------ Texto ------

Trump, a Guerra na Ucrânia e os Desafios à Segurança Europeia

A União Europeia, assim como todo o mundo ocidental, enfrentam hoje diversas ameaças externas como nunca antes enfrentaram. Após o término da Segunda Guerra Mundial e até à queda da ex-URSS, o mundo experienciou uma ordem mundial marcada pela bipolaridade — entre capitalistas e comunistas — estando as linhas divisórias entre ambos bastante definida.

Após a desintegração da União Soviética, em 1991, o mundo viria a vivenciar uma ordem mundial unipolar, marcada pela hegemonia dos Estados Unidos da América nos variados setores – económico, militar, tecnológico. Apesar disso (e porque uma ordem mundial não é eterna), a ascensão da China como potência mundial veio desafiar diretamente a hegemonia que os EUA até então vinham exercendo. Atualmente, há uma competição entre os EUA, a China e potências de menor dimensão (regionais), caminhando a ordem mundial para um sistema multipolar.

Apesar de todas as mudanças que ocorreram em matéria de ordem mundial ao longo dos últimos quase 80 anos, uma coisa manteve-se: o facto da União Europeia, por mais esforços que tenha empregado, não conseguiu afirmar-se como uma potência capaz de fazer frente ao bloco autocrático. Durante todo este tempo a Europa viveu sob o “guarda-chuva” americano, dependendo dos EUA para a sua segurança e defesa. Contudo, é legítimo afirmar que as relações transatlânticas poderão entrar num estado crítico e delicado com a tomada de posse de Donald Trump no dia 20 de janeiro do corrente. Com o seu regresso à Casa Branca existe um perigo (quase) iminente e genuíno de que o apoio que os Estados Unidos têm providenciado à Europa diminua substancialmente ou ainda pior, seja suspendido. A aliar-se a isto, caso a administração de Trump decida cessar o apoio militar a Kiev as consequências vão revelar-se desastrosas e profundas, tanto para a Ucrânia como para a Europa (estando a capacidade europeia de defender-se contra ameaças externas em risco).

No decurso das últimas décadas a União Europeia tem deixado o investimento na defesa para segundo plano, julgando que o seu inimigo (quase) existencial tinha mudado de abordagem relativamente aos seus objetivos geoestratégicos e à ordem mundial estabelecida. A “wake-up call” para uma clara mudança de pensamento no que toca ao investimento na defesa e armamento deveria ter sido quando a Rússia invadiu e anexou a Crimeia em 2014. Se tal não bastasse, e permitindo à Rússia que preparasse a sua economia e capacidade militar, a invasão da Ucrânia pela Rússia em 2022 deveria, certamente, ter sido a “final wake-up call”, criando uma melhor dinâmica por detrás do esforço da UE para tornar-se, finalmente, num ator credível e estável de segurança da região. Isto não aconteceu, e uma vez mais, a UE decidiu (e poderá dizer-se que preferiu) confiar nos EUA para assumir a liderança numa guerra europeia.

------

▶ **Enunciado 1**
No texto sobre segurança europeia, por que motivo a União Europeia relegou o investimento na defesa para segundo plano nas últimas décadas? Responda em uma a três frases.
O texto e as linhas provêm de fontes distintas.

------ Dados fornecidos ------

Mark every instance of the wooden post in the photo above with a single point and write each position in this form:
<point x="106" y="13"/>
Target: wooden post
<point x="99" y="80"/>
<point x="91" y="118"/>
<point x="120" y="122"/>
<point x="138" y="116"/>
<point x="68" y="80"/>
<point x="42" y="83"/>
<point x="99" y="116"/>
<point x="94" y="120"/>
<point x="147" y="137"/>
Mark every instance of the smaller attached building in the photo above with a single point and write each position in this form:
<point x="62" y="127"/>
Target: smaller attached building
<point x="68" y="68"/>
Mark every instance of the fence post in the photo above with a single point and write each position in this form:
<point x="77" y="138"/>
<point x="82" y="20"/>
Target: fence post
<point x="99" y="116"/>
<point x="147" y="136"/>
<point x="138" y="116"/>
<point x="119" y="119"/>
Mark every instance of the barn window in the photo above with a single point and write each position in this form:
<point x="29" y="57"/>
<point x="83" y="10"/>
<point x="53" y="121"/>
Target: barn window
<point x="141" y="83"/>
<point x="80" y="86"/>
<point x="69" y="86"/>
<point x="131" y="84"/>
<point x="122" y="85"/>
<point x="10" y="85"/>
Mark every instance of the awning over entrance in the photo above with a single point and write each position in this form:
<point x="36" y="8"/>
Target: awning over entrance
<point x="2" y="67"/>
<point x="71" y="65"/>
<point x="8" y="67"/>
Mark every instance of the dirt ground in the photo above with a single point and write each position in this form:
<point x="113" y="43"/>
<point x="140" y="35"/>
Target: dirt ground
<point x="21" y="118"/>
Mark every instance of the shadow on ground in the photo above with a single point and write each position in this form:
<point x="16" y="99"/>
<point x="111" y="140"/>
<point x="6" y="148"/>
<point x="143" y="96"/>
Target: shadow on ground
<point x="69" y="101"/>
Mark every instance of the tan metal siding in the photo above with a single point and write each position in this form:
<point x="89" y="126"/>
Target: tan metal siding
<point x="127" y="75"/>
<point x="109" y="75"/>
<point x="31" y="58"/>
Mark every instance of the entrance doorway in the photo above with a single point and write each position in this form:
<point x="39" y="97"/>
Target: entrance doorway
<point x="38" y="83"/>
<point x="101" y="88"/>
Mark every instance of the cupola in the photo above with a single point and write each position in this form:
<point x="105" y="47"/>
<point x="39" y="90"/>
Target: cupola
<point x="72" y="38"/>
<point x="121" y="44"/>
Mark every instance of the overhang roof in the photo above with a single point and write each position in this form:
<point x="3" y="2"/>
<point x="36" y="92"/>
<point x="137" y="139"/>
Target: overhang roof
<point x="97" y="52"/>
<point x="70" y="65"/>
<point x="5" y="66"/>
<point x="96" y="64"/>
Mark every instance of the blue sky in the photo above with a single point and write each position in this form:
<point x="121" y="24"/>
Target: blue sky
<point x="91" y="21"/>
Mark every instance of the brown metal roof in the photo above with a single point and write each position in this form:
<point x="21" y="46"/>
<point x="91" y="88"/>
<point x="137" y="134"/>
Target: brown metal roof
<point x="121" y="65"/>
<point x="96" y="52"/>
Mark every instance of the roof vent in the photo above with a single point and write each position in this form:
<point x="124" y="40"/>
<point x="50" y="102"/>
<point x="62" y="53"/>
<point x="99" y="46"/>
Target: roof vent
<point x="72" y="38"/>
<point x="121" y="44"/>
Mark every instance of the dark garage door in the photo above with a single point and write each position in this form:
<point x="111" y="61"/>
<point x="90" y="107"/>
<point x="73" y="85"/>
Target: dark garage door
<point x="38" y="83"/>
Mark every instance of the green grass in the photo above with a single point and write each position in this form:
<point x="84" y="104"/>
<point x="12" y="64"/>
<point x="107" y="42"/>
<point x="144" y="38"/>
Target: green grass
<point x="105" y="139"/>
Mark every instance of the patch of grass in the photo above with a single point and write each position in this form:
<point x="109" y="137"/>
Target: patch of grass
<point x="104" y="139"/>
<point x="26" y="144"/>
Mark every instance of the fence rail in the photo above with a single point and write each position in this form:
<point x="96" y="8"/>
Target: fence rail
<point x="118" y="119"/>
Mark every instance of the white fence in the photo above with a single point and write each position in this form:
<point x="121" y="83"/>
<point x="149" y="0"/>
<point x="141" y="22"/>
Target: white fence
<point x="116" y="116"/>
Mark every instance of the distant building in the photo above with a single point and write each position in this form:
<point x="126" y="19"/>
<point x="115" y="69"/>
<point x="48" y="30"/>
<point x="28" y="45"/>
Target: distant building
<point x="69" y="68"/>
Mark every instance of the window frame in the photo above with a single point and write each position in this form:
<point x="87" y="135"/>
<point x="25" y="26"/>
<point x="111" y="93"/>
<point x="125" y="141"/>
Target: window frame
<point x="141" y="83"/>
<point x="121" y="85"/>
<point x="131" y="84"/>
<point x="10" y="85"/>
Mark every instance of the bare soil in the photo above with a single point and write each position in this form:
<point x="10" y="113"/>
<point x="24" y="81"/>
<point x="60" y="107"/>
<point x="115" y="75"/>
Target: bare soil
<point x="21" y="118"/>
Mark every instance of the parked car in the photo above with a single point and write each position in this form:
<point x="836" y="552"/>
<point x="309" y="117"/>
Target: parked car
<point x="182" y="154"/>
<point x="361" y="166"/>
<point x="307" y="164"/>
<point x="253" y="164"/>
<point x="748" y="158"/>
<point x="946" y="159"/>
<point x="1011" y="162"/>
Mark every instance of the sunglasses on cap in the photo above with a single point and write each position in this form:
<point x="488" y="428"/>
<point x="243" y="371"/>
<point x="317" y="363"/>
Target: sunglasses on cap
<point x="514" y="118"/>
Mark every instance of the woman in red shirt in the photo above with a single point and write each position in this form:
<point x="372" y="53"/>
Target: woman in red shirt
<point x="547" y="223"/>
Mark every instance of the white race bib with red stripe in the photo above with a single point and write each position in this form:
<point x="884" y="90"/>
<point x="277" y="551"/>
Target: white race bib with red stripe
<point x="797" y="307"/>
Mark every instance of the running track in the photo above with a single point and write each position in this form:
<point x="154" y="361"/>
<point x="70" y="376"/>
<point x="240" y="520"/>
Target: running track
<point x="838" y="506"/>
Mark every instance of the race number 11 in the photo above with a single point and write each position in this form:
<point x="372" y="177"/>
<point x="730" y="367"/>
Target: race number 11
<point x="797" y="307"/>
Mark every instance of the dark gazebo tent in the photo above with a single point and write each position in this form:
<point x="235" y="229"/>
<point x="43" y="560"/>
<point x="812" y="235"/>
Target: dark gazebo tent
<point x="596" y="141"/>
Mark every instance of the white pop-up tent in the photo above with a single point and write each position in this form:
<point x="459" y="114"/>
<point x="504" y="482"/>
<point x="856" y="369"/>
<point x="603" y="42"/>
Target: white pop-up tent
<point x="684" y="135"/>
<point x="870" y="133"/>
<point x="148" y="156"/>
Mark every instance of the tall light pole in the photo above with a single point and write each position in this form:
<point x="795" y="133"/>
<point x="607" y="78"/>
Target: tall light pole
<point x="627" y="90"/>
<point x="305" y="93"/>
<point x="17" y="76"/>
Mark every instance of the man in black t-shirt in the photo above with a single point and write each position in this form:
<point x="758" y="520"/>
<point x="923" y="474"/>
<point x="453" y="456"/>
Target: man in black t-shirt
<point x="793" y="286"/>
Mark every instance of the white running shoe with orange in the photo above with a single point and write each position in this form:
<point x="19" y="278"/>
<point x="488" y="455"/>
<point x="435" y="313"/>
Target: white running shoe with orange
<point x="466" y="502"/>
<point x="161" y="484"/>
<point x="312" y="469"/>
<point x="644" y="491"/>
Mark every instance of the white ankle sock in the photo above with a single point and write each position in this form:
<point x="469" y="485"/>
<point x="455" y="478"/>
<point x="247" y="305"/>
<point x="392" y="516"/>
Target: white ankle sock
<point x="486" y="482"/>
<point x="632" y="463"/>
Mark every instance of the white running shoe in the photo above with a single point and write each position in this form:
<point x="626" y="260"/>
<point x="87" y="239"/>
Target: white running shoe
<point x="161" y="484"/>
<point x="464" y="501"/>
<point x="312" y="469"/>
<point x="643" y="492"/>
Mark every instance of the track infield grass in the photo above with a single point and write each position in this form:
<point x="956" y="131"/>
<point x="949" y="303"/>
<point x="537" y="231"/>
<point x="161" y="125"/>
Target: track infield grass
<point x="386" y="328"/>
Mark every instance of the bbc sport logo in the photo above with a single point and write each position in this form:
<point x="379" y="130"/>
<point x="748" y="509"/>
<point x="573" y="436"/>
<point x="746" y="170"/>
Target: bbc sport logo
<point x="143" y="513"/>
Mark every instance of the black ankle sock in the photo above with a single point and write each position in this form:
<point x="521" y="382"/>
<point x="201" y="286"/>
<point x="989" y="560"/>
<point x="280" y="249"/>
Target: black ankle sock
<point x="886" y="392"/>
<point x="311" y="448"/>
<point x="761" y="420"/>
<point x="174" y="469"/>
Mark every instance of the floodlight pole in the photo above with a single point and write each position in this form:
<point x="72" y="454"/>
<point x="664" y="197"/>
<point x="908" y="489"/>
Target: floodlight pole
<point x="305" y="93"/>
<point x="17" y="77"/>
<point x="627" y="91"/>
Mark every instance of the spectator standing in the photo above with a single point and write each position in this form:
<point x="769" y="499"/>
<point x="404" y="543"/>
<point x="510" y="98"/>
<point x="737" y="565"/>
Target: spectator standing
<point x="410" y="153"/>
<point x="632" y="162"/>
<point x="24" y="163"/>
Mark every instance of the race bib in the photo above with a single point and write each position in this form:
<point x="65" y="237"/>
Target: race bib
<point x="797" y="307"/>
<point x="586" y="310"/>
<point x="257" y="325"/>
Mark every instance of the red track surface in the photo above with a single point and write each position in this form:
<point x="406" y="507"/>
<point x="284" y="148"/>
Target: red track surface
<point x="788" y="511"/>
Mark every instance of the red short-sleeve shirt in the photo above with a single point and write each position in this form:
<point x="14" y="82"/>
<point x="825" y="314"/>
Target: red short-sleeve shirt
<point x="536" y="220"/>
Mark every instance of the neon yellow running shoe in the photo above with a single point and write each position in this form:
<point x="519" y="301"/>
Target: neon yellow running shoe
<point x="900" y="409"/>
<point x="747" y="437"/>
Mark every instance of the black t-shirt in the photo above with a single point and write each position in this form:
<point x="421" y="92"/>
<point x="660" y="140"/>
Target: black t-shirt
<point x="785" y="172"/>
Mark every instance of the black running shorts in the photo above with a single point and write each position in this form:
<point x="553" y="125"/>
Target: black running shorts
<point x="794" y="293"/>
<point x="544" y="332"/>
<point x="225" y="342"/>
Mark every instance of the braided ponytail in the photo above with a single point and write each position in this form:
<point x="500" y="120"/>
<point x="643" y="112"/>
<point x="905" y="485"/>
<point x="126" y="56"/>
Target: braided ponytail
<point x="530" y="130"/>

------

▶ **Enunciado 2**
Indique quantas das linhas contêm a palavra "spectator". Dê apenas o número.

▶ **Resposta ao exercício 1**
A União Europeia relegou o investimento na defesa para segundo plano por julgar que o seu inimigo (quase) existencial tinha mudado de abordagem quanto aos seus objetivos geoestratégicos e à ordem mundial estabelecida.

▶ **Resposta ao exercício 2**
2